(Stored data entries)
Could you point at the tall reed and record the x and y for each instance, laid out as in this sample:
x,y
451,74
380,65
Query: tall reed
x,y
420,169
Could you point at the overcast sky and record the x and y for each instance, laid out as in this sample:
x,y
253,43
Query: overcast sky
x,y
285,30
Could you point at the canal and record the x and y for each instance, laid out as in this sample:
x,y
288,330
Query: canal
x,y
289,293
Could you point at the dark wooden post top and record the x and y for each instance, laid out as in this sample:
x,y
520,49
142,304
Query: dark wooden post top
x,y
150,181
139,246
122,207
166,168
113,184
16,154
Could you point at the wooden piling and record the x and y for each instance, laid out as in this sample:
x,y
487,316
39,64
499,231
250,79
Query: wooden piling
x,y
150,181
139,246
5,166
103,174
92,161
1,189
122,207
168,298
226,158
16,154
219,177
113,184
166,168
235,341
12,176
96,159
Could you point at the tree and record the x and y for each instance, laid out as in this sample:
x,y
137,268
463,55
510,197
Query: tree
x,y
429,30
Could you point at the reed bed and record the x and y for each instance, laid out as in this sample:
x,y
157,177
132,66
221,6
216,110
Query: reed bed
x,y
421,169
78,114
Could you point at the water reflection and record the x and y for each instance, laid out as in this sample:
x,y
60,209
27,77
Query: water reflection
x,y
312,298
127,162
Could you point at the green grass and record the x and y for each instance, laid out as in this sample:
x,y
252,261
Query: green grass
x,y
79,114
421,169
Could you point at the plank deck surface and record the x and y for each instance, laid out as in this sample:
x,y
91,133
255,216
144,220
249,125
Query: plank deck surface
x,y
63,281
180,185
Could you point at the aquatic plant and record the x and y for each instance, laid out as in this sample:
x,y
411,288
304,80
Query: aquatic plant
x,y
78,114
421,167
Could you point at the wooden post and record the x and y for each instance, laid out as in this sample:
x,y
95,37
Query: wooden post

YOUR INSTRUCTIONS: The data above needs to be given again exactly, with no line left out.

ANSWER FOR THE TASK:
Could you point at the tall reed and record the x and y for each instance, laid out as in this sample:
x,y
451,74
380,65
Query: tall reed
x,y
420,169
Could you point at the overcast sky and record the x and y for each instance, laid out as in this sample:
x,y
253,43
Query: overcast sky
x,y
285,30
Could you point at the canal and record the x and y for each instance, laid out as in this sample:
x,y
288,330
Query: canal
x,y
289,293
Could you point at the dark wooden post top and record the x and y for each instance, laid out as in this sample:
x,y
520,49
142,304
Query: dark wooden post top
x,y
150,181
139,246
122,207
166,168
113,184
16,154
Could you point at the wooden piling and record the x and y for each instance, laid out as in this sample:
x,y
487,316
39,64
499,231
250,79
Query: wooden piling
x,y
150,181
139,246
5,166
103,174
92,161
1,189
122,207
168,298
226,158
16,154
219,177
113,184
166,168
235,341
12,176
96,159
Could you point at the tree and record the x and y for each instance, laid out as in this sample:
x,y
137,268
463,55
510,197
Query: tree
x,y
429,30
Could you point at the reed bed and record the x and y for each instance, laid out as in this sample:
x,y
157,177
132,66
221,6
216,110
Query: reed bed
x,y
421,169
78,114
Could you point at the water reflection and record the x and y for each instance, laid out as in this sample:
x,y
60,209
27,77
Query: water reflection
x,y
312,298
127,162
Could you point at the green grass and record the x and y for each instance, laid out as in this sample:
x,y
252,261
Query: green grass
x,y
79,114
421,169
Could you point at the plank deck surface and record the x and y for each instance, laid out as in this sample:
x,y
91,133
255,216
144,220
249,125
Query: plank deck surface
x,y
63,281
180,185
Could you point at the aquatic plant and record the x and y for each instance, laid out as in this sample:
x,y
411,288
304,80
Query: aquatic plant
x,y
78,114
421,167
Could you point at the wooden post and record the x and y for each instance, laid out as in this sample:
x,y
95,37
Query: wooden post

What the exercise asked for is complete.